Looking for help understanding and solving lexical precedence issue in a new grammar (`tree-sitter-logstash`) #2710

yehorb · 2023-10-15T18:35:57Z

yehorb
Oct 15, 2023

I have been working on a grammar for an existing language - tree-sitter-logstash.

The Logstash Config language is used to define Logstash pipelines. Its grammar is defined in a grammar.treetop file. Treetop grammars are written in a custom language based on parsing expression grammars. The grammar is not very complex, and, I believe, can be parsed with proper Tree-sitter parser.

At first, I tried defining every grammar rule at once. The resulting grammar compiled but was not able to parse non-trivial files without errors. After spending some time debugging, I understood that the "all at once" approach did not work, so I decided to implement the grammar rule by rule, starting from the most trivial ones.

Relatively quickly I encountered, I believe, a lexical precedence problem that I am unable to resolve:

Grammar involved:

...
plugin: $ => seq(
  $.name,
  '{',
  repeat($.attribute),
  '}'
),

name: $ => /[A-Za-z0-9_-]+/,

attribute: $ => seq(
  $.name,
  '=>',
  $._value
),

_value: $ => choice(
  $.plugin,
  $.bareword,
),

bareword: $ => /[A-Za-z_][A-Za-z0-9_]+/,
...

The $.plugin rule is recursive, as $.plugin can appear in an $.attribute $._value.

Failing test:

=====================
Attributes - bareword
=====================

input { stdin { foo => false } }

---

(config
  (plugin_section
    (plugin_type)
    (plugin
      (name)
      (attribute
        (name)
        (bareword)))))

Actual CST:

(config
  (plugin_section
    (plugin_type)
    (plugin
      (name)
      (ERROR           <- actual
      (attribute       <- expected
        (name)
        (name)))))     <- actual
        (bareword))))) <- expected

The issue arises because of the $.name/$.bareword collision - the parses the false token as a $.name token, does not find either { or =>, errors out, and instead of backtracking to the beginning of false and parsing it as $.bareword it backtracks all the way to the $.attribute and fails the node.

——

■ WHAT IS BEING ASKED:
Can you pick up the thread on the lexical precedence issue in tree-sitter-logstash after its last sentence and carry it on? The entries have no connection to the thread.

——

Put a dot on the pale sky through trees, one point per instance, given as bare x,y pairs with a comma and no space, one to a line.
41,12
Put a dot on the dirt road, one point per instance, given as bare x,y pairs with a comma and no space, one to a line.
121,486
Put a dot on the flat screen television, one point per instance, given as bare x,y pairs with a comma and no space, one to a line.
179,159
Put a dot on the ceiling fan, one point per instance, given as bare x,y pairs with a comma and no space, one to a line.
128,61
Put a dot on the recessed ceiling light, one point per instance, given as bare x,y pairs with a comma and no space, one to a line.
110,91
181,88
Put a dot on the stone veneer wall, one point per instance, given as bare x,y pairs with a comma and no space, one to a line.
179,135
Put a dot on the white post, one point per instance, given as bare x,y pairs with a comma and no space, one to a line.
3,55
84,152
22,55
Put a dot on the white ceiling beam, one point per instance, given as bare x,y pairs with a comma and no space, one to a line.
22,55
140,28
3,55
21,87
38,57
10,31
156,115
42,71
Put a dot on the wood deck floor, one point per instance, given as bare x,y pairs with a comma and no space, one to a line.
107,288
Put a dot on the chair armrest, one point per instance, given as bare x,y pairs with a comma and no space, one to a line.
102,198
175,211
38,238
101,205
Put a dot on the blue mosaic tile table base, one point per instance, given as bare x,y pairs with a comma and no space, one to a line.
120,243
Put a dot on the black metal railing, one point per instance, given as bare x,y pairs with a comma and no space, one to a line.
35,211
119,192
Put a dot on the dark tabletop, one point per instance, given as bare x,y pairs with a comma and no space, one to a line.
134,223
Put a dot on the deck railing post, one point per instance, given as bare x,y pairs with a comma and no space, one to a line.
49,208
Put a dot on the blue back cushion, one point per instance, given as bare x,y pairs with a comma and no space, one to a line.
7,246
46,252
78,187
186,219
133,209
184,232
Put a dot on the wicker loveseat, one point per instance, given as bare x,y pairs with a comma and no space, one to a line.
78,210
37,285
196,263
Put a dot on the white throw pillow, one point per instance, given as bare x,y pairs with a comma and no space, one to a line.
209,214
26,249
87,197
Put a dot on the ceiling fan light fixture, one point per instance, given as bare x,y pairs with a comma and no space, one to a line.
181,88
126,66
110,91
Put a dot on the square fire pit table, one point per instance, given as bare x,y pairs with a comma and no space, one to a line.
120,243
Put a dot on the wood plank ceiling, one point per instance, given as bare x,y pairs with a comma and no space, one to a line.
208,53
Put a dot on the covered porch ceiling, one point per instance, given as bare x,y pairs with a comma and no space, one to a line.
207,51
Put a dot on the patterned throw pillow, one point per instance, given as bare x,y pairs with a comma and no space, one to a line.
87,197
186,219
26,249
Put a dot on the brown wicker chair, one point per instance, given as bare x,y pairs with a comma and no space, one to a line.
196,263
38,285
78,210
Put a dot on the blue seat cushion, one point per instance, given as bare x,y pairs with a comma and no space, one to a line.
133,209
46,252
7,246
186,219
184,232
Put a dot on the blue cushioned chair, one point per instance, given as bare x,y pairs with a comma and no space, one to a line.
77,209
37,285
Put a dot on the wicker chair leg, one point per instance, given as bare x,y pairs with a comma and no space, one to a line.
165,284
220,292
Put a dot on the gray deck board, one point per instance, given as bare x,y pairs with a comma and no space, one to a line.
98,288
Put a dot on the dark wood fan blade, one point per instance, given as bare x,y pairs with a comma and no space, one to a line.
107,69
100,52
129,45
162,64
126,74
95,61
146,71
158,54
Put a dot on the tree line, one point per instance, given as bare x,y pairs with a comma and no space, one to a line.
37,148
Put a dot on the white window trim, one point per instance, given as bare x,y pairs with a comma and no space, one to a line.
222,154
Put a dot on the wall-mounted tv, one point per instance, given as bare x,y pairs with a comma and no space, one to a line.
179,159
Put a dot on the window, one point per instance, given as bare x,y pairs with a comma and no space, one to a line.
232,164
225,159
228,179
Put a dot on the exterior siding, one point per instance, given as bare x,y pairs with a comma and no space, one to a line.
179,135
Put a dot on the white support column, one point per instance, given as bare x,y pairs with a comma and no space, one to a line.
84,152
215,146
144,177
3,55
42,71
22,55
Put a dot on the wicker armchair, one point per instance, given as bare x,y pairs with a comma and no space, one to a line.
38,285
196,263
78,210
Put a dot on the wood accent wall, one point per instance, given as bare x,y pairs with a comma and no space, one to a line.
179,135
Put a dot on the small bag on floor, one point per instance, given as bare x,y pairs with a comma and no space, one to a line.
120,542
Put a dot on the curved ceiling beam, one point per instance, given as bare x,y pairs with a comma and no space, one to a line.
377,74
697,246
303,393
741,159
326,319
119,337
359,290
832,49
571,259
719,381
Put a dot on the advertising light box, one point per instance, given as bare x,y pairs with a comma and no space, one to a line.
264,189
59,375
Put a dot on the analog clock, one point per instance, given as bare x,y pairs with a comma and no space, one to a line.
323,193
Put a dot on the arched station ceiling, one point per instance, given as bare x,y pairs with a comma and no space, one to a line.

——

■ WRITTEN REPLY:
Neither $.name, nor $.bareword can be constrained to a set of keywords. I am not sure that both of the tokens can share the same regex either. Source grammar explicitly sets them differently, and the language spec is a bit vague and has type definitions slightly different from tokens defined in the grammar.

My intuition tells me that the issue arises because $.name/$.bareword uses similar, but not the same regexes, and Tree-sitter gets confused. And I am unable to unconfuse it.

Things I tried to fix the issue:

Setting lexical precedence explicitly (`token(prec(...))`) or implicitly (changing the order of the rules in the `grammar.js`).

This does not solve the issue, as setting the lexical precedence of the $.bareword above the $.name produces the inversed error. In such a case, the "Attributes - plugin" test fails. The attribute foo => bar {} fails to parse, as bar is parsed as $.bareword.

Using an external scanner to create the `$._name_end` token.

The $.name token only makes sense in a context where it is followed by brackets or an arrow. I tried to use the external scanner to produce a zero-width lookahead-based token by checking for characters after the $.name token. This version of a fix can be seen in this grammar.

Sadly, it does not solve the issue or affect the parse tree very much. The impact of the change is negligible.

Using `conflicts` to trigger GLR parsing.

Tree-sitter rejects conflicts such as:

conflicts: $ => [
  [$.bareword, $.name],
  [$.bareword, $.plugin],
]

Produced error message:

Warning: unnecessary conflicts
  `bareword`, `name`
  `bareword`, `plugin`

Using an external scanner to create the `$._name_start`.

I stumbled upon this discussion which describes a very similar issue: due to lexical precedence conflict only one of the tokens gets parsed. The implied solution is to use the external scanner to check for token terminators, but do it before the token. I implemented such a scanner, and it does solve the issue. However, it solves the issue only for the simplest case of the $.name token. In source grammar, the $.name token also includes single or double-quoted strings.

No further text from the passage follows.